Aim of the task — Copy the data exactly; pictures stay out of the copy.
╭─ Listed entries
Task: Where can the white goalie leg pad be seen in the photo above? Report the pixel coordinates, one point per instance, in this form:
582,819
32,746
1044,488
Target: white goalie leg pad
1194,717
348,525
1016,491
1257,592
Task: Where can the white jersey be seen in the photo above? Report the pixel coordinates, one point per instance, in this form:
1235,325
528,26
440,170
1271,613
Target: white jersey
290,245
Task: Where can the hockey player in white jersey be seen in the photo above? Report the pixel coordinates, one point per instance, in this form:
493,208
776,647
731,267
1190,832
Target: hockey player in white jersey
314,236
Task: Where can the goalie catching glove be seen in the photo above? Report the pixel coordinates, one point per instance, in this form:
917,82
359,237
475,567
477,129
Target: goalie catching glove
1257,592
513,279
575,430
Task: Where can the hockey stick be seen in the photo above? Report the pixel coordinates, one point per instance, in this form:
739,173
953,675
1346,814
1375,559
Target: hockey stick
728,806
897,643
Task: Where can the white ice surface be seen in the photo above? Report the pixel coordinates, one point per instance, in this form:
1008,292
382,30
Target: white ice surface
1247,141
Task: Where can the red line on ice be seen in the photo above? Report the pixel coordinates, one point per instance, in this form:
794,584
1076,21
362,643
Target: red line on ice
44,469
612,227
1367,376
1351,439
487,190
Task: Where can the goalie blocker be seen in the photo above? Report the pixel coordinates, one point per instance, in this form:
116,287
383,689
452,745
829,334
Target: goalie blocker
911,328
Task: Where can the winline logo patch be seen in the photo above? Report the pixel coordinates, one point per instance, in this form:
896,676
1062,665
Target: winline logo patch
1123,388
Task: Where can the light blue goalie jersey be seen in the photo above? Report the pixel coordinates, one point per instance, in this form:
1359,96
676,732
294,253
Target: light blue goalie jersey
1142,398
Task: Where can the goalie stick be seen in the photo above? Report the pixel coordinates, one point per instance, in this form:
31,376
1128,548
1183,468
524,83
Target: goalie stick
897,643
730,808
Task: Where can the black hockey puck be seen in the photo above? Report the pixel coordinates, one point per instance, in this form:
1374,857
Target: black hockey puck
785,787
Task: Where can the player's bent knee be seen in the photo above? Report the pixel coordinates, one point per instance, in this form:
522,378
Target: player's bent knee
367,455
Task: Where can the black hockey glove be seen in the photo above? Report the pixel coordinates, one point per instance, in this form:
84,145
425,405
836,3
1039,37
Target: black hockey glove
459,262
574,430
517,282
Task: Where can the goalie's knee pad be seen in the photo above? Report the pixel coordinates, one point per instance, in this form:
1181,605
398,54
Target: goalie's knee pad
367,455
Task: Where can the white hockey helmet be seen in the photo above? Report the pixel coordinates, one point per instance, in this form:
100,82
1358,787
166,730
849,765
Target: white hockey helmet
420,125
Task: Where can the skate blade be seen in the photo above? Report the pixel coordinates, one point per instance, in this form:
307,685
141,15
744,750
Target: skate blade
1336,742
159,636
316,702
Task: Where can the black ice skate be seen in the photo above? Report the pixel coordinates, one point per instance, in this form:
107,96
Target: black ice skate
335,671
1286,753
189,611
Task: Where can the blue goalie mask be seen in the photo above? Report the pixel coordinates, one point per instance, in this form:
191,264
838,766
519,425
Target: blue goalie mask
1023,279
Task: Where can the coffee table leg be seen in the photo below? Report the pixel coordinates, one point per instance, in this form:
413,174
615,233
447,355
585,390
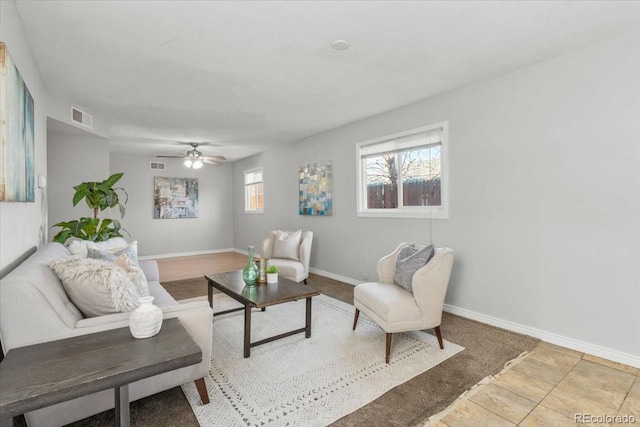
╰─
Answer below —
Task: Where can the white goalie leg pad be seen in the photo above? Report the pixel coordinates, one point per instance, in this form:
582,819
32,746
1044,488
Target: white goalie leg pad
1194,717
348,525
1016,491
1257,592
Task: Where can the white jersey be seen in the photo above? Report the pixel coordinates, one point per instance, in this form:
1235,325
528,26
440,170
1271,613
Target: white jersey
290,245
Task: Where can the hockey player in white jersey be seen in the photo above? Report the pixel coordinates, one point per instance, in this form:
493,208
776,647
731,267
1190,832
Target: hockey player in white jersey
314,236
Task: Where can the goalie catching glove be seen in the photo above? Report the pixel coordinates, one point per instance, in this form:
917,82
359,237
475,567
477,129
Target: goalie catching glove
1257,592
513,279
575,430
Task: Where can the hockey stick be seen in the photo above? Report the pixel coordinates, one point per instance, in this form:
739,173
953,675
1346,814
1375,559
Target: hockey stick
728,806
897,643
Task: Where can the white ice surface be seen in the photo above? Report the pixel coordinates, one point per instance, in this form:
1008,292
382,30
Target: white ice surface
1247,141
Task: Where can the red line on ice be seen in the photo above? Report the pixel coordinates, one point per instance, in this form:
794,584
1076,21
362,643
Target: red line on ice
44,469
612,227
1367,376
1351,439
487,190
Task: Where can the goalie blocker be seen in the photo above? Report the pixel coordinates, one point per instance, in this form:
116,287
383,689
452,745
829,334
Target: goalie blocker
911,328
Task: Where can the winline logo patch be seen in the photo above? Report the pixel coordinates, one point per instance, in this form:
896,676
1062,665
Target: winline logo patch
1123,388
Task: Where can the light blue goalie jersey be seen in the photo above? Report the pixel coordinates, one point per instance, in this form:
1359,96
676,732
294,253
Target: light blue goalie jersey
1142,398
Task: Where can the goalie stick be seen in the photo above? Report the pixel coordinates, one point per instance, in this form:
31,376
1128,548
1183,468
524,83
Target: goalie stick
897,643
730,808
Task: Where can the black hockey puck be seen in the photo above? Report the pixel coordinates, one point per instance, in this form:
1374,857
Target: black hockey puck
785,787
Task: Where can the player's bent knee be seen in the photo above? Report the pixel coordinates, one point per instance, in this form:
522,378
Target: player's bent knee
367,455
Task: Where can the black hockey glove be seen in the photo above? Report the pixel coordinates, one point per instance, in this form:
84,145
425,405
836,3
1039,37
Target: black hockey glove
459,262
574,430
517,282
Task: Where can the goalie's knee pad be seen in the photo above? Report the pixel coordinates, one point per instance, in this form:
1181,605
398,54
Target: goalie's knee pad
367,455
Task: Where can the white hockey helmet be seen in the photo above? Report the pixel coordinates, one point per instance, in this form:
100,82
1358,787
166,730
849,765
Target: white hockey helmet
420,125
Task: Where can the skate blade be seen in the photo above? Report the pixel coordinates, one point per instance, in this form:
307,685
141,15
744,750
Target: skate blade
1336,742
159,636
316,702
Task: Where can the black ice skate be seen in the photo above? Report the pixel coordinates, one point per instance, in this form:
107,96
Target: black ice skate
335,671
1286,753
189,611
Task: Where can the blue goalie mask be seen in the photo above? Report the pixel coordinates, one point per instance, in this form:
191,264
838,766
519,425
Target: blue goalie mask
1023,279
Task: Where can the coffee table leg be seen in the photo below? Report the pixel coordinates, one point per instance, in this form:
413,174
615,233
447,355
585,390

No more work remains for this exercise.